- **Requirement**
Reproduce the rows between the line holding "task: segment the wooden breakwater" and the line holding "437 379 L 438", inclusive, character for character. Leave the pictures out of your answer.

- **Excerpted data**
-- Begin --
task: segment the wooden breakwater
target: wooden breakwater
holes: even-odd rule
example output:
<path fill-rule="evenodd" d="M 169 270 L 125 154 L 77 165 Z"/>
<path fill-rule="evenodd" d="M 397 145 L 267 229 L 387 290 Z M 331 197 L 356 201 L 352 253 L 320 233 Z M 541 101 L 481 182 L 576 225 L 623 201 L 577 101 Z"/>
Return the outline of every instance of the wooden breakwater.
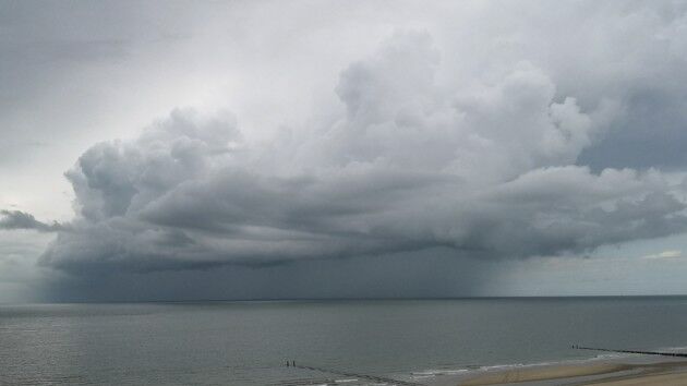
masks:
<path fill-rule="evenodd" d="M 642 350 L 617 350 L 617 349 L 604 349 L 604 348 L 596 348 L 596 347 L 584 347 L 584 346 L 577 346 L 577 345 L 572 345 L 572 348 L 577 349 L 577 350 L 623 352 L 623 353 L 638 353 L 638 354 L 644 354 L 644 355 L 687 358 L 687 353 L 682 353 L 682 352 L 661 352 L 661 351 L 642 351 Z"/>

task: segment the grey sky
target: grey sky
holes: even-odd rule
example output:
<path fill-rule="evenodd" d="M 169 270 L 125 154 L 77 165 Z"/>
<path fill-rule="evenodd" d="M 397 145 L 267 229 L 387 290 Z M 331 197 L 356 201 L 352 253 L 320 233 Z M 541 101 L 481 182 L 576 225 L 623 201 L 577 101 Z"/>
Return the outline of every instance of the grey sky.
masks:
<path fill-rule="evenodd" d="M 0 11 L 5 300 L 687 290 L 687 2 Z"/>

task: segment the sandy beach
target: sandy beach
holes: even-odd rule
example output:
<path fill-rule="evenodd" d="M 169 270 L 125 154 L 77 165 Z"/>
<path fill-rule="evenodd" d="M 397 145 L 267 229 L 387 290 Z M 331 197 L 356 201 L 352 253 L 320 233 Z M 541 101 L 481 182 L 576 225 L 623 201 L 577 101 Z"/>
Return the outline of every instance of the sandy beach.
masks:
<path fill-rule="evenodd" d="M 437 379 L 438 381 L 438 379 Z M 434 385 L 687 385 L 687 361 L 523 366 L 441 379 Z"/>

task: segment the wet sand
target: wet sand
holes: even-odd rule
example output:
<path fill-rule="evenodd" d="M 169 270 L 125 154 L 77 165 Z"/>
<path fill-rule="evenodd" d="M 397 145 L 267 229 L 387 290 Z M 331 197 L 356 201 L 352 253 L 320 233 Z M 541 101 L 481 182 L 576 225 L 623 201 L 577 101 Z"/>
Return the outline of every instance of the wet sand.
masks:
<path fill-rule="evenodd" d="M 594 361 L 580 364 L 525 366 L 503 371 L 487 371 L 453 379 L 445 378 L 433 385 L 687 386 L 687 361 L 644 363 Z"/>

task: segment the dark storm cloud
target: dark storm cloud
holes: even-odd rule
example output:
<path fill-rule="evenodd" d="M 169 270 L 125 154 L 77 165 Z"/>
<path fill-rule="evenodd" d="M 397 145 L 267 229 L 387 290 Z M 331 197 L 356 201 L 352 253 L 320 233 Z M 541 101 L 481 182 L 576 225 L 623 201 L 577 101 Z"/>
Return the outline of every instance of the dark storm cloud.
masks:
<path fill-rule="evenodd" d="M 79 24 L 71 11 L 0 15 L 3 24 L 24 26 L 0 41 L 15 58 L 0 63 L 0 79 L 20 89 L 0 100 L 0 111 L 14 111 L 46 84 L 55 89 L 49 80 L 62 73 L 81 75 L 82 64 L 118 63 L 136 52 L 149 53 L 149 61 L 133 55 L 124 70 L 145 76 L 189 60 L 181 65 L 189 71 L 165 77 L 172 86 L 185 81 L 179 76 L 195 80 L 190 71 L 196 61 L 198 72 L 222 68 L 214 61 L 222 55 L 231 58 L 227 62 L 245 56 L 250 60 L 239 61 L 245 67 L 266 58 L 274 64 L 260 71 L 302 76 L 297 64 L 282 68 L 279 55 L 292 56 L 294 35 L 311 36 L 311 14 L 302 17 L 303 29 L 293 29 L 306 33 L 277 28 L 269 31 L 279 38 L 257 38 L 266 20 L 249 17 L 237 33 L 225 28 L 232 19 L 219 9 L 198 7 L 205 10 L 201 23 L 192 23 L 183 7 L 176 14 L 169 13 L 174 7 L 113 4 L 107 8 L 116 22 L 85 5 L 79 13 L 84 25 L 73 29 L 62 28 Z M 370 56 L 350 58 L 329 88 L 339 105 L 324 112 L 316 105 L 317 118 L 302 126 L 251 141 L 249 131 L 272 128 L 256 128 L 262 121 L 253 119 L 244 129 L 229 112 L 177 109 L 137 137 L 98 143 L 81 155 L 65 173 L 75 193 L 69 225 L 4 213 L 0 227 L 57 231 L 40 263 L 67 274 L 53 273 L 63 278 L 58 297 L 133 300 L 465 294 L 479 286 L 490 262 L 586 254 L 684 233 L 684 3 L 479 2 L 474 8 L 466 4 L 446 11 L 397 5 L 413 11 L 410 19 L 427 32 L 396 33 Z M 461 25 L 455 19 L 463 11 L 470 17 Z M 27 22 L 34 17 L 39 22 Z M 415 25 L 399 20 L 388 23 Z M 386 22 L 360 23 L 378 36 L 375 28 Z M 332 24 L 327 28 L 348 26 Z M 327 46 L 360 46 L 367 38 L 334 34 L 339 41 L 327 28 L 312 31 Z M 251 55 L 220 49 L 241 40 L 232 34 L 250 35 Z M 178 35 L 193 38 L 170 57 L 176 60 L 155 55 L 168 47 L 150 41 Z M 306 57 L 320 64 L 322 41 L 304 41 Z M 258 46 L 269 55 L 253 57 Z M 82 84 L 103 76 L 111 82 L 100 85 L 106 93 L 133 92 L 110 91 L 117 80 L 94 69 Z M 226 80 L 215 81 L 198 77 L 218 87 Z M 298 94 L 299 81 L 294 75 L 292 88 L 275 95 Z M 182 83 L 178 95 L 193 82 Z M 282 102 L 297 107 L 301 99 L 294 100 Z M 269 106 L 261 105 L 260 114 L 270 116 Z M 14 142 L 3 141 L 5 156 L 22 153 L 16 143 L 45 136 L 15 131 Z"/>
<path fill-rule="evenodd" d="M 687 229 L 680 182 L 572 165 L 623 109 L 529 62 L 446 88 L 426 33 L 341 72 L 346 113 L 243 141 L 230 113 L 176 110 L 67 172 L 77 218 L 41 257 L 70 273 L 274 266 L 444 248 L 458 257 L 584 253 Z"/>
-- End --
-- Begin --
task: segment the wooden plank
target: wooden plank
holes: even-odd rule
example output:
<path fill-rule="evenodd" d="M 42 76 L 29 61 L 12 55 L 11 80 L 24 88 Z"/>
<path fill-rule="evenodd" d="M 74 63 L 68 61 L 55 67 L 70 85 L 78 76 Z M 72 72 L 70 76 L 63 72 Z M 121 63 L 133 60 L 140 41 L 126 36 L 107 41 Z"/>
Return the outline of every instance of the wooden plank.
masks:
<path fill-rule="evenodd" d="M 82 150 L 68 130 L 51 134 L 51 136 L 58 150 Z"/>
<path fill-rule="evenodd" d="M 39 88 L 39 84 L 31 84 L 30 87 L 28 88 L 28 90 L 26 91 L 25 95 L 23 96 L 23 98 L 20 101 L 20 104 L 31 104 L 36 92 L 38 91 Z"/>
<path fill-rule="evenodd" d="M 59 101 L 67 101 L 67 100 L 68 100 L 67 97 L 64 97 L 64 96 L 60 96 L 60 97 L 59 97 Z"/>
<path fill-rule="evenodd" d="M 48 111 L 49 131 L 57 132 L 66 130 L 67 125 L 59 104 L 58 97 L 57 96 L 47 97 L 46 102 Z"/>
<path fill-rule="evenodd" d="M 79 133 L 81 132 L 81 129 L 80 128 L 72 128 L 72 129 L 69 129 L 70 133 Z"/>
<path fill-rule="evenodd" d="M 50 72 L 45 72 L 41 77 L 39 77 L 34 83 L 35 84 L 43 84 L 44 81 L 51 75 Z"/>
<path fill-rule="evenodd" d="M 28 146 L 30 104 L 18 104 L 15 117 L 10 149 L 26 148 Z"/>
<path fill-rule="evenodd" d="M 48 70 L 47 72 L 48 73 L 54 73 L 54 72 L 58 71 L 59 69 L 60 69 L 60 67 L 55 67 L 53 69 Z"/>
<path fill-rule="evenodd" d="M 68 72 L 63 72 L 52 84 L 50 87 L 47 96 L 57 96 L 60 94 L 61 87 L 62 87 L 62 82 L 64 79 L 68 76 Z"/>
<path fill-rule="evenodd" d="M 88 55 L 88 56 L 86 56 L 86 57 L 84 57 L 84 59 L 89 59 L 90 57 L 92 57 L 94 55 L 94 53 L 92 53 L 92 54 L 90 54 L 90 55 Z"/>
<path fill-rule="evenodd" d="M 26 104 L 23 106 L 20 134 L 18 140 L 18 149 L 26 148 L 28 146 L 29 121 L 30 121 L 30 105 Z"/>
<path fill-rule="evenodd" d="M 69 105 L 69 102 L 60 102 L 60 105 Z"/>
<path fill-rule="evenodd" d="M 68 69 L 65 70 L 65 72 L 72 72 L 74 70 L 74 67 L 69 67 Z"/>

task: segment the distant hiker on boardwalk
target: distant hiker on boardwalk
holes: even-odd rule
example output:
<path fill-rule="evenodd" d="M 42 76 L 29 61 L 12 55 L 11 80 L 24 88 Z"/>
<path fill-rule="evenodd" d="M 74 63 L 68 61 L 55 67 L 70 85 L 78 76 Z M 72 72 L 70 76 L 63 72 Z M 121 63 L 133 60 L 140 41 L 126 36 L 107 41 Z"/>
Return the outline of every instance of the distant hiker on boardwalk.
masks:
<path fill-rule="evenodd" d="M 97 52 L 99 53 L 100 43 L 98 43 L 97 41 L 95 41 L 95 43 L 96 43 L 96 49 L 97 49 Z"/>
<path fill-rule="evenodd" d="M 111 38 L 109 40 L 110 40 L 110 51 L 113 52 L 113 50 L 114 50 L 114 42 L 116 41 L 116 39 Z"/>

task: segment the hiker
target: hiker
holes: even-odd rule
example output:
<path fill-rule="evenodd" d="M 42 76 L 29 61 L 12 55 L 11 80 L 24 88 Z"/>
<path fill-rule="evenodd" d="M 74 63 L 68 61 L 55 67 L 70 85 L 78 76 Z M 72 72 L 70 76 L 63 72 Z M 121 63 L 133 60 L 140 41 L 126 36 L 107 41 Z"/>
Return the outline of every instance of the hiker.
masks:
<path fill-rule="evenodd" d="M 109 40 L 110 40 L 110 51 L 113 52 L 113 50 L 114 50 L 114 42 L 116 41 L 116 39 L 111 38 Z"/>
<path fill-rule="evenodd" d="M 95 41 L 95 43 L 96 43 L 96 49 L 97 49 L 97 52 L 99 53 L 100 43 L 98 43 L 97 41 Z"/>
-- End --
- **Task solution**
task: segment the wooden breakwater
target: wooden breakwater
holes: even-odd rule
example output:
<path fill-rule="evenodd" d="M 169 270 L 125 154 L 77 165 Z"/>
<path fill-rule="evenodd" d="M 397 145 L 267 229 L 387 290 Z M 331 197 L 356 201 L 352 253 L 320 233 Z M 541 101 L 481 182 L 576 225 L 623 201 L 577 101 Z"/>
Return the outline of every instance of the wooden breakwater.
masks:
<path fill-rule="evenodd" d="M 642 350 L 617 350 L 617 349 L 604 349 L 604 348 L 596 348 L 596 347 L 584 347 L 584 346 L 577 346 L 577 345 L 572 345 L 572 348 L 577 349 L 577 350 L 623 352 L 623 353 L 638 353 L 638 354 L 644 354 L 644 355 L 687 358 L 687 353 L 682 353 L 682 352 L 661 352 L 661 351 L 642 351 Z"/>

task: segment the grey sky
target: grey sky
holes: even-odd rule
example output:
<path fill-rule="evenodd" d="M 169 270 L 125 154 L 77 165 Z"/>
<path fill-rule="evenodd" d="M 397 145 L 267 229 L 387 290 Z M 331 197 L 356 201 L 352 253 L 320 233 Z M 541 101 L 481 182 L 576 225 L 623 201 L 577 101 Z"/>
Return the outline of every instance of the grey sky.
masks:
<path fill-rule="evenodd" d="M 0 11 L 5 300 L 687 290 L 687 2 Z"/>

task: segment the sandy beach
target: sandy beach
holes: even-odd rule
example output:
<path fill-rule="evenodd" d="M 169 270 L 125 154 L 77 165 Z"/>
<path fill-rule="evenodd" d="M 397 145 L 267 229 L 387 290 Z M 331 197 L 356 201 L 352 253 L 320 233 Z M 541 101 L 481 182 L 576 225 L 623 201 L 577 101 Z"/>
Return the outline of every instance of the sandy beach.
masks:
<path fill-rule="evenodd" d="M 437 379 L 438 381 L 438 379 Z M 434 385 L 687 385 L 687 361 L 523 366 L 441 379 Z"/>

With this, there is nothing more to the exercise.